### ФРАГМЕНТ ДОКУМЕНТА

^^^^

В диссертация говорится, что в глобальном смысле решения IV Латеранского собора были обусловлены борьбой с народными еретическими движениями вальденсов. альбигойцев, бегардов и бегинок. Они приобрели широкую популярность в странах Западной Европы особенно в среде городских жителей. Целые области богатого Юга Франции оказались во власти еретиков. Для преодоления смуты папа Иннокентий III призвал к Крестовому походу против альбигойцев. В диссертационном исследовании подчеркивается, что зримая победа над еретиками - взятие в 1244 году их последнего оплота замка Монсегюр - еще не означала, что ересь была реально истреблена. Потребовались годы, даже десятилетия вплоть до начала XIV века, чтобы окончательно изжить дух этого неортодоксального учения. Именно в данном контексте рассматривается деятельность новых нищенствующих монашеских орденов доминиканцев и францисканцев (мендикантов). Они находились под особой юрисдикцией папы, возглавили суды инквизиционного трибунала, получили ряд привилегий для работы с прихожанами, добились значимых преимуществ в сфере образования. В параграфе, в частности, делается вывод о том, что широта охвата деяний мендикантов приобрела, по сути, тотальный характер. Практически в каждом небольшом городе имелся их монастырь. В исследовании указывается, что в их применении исповедь и проповедь стали искусными инструментами тонкого психологического воздействия на умы и душевную жизнь прихожан, с помощью которых велась ожесточенная и непримиримая борьба с тайными приверженцами еретических учений. Прибегая к специфическим процедурам введения людей в транс, проповедники добивались массовых самообличений и всеобщего раскаяния.

В повседневной церковной практике, как следует из дальнейшего освещения проблемы, существенную роль играли приходские общины и местные кюре. В рамках церковной общины человек проводил всю свою жизнь от таинства крещения до обряда похорон, поэтому чувство социального единства и контроля неизбывно присутствовало в сознании всех прихожан С другой стороны, именно на местных священников возлагались все тяготы обыденных церковных процедур, решения проблем и неурядиц простых людей, оказание им необходимой моральной поддержки и проявление человеческого участия. Приходской священник, обремененный соответствующей церковной властью ключей, которая неизбежно падала на его плечи, приобретал в деятельности своей общины уникальную роль врачевателя душ и духовного пастыря. Он от имени Церкви осуществлял "заботу о душах". Его статус был, по сути, сопоставим с миссией божественного контроля, поэтому он имел полное право, что легитимизировалось самой Церковью в рамках соответствующих постановлений Соборов, внедряться в самые потаенные уголки сознания своих подопечных. Кроме того, в работе указывается, что священники выполняли многие дополнительные социальные функции дисциплинарного контроля и руководства паствой: административные, санитарно-гигиенические, полицейские. Все это еще более усиливало позиции местных кюре.

^^^^

Описания областей на естественном языке
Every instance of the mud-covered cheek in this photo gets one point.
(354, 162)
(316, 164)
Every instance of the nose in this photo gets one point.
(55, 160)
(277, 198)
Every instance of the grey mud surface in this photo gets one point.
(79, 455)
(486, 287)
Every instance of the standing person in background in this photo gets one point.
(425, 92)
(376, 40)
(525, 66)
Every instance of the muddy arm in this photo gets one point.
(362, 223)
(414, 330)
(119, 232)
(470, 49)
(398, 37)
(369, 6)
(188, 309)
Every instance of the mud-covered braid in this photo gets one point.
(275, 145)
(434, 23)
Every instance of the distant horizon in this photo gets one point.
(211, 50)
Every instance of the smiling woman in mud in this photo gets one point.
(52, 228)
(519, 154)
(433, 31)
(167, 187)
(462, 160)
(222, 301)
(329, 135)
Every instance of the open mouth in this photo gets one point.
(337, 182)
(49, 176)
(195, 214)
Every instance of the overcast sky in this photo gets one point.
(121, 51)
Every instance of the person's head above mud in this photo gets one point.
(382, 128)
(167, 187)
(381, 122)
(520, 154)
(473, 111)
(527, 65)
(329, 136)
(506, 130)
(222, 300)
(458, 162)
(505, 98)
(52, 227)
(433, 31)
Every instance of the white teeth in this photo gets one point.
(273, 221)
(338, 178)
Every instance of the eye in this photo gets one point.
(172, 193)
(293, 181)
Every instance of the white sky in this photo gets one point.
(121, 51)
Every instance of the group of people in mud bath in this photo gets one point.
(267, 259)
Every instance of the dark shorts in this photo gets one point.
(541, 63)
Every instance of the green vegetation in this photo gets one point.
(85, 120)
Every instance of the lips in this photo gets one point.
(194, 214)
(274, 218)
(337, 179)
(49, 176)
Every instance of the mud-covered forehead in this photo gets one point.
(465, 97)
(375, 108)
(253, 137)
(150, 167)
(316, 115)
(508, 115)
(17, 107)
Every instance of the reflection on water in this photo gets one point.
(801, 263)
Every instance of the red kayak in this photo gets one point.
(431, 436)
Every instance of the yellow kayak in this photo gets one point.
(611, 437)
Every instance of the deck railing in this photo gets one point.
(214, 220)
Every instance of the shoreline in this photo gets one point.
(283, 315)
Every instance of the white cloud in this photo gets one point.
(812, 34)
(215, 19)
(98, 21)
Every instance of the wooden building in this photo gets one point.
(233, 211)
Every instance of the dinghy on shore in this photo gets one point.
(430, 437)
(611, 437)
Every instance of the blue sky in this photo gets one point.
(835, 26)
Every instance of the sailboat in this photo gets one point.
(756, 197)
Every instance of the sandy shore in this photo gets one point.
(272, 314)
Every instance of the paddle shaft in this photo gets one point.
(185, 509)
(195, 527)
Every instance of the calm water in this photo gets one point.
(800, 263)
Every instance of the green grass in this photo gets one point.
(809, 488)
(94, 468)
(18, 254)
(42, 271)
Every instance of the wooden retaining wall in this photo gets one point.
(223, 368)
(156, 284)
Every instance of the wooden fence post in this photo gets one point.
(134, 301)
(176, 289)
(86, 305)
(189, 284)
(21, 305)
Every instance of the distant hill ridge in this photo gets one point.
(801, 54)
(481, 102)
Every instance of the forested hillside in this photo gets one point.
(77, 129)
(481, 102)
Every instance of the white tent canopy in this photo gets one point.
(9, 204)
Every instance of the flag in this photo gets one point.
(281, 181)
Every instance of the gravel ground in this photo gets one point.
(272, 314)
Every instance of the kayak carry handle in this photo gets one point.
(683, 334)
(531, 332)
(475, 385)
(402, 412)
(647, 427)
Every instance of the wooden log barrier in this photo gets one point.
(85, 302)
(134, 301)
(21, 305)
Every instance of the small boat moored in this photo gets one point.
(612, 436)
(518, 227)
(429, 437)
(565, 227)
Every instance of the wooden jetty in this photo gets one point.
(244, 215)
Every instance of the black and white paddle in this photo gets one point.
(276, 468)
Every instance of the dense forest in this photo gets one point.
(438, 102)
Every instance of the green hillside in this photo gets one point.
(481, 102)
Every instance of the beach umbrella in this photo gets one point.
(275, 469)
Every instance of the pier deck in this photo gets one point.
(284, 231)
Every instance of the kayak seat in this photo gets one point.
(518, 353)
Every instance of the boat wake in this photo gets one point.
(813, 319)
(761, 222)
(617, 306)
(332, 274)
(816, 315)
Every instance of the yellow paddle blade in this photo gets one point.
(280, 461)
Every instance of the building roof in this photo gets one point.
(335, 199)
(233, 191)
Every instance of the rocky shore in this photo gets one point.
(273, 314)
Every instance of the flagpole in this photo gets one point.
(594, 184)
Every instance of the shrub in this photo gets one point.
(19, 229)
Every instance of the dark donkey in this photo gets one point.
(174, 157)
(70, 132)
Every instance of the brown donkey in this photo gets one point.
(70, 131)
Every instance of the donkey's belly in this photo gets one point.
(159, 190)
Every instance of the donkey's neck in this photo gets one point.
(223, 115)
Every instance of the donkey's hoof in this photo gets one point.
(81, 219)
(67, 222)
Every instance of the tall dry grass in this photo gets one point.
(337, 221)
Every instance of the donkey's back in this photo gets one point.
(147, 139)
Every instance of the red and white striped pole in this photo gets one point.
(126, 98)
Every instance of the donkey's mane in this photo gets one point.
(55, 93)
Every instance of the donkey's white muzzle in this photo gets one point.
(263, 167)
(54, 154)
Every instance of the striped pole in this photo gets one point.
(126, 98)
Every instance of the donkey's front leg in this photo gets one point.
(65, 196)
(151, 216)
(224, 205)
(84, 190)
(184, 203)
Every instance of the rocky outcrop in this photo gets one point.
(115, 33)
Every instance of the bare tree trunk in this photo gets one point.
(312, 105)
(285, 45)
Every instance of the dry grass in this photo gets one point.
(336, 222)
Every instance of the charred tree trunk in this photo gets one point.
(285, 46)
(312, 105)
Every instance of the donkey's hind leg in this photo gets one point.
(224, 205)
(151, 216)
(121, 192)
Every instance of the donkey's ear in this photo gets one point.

^^^^

### ВАША ЗАДАЧА
В каком году, согласно фрагменту о борьбе Церкви с ересью, был взят замок Монсегюр? Этот список для работы не нужен.

### ОТВЕТ
В 1244 году.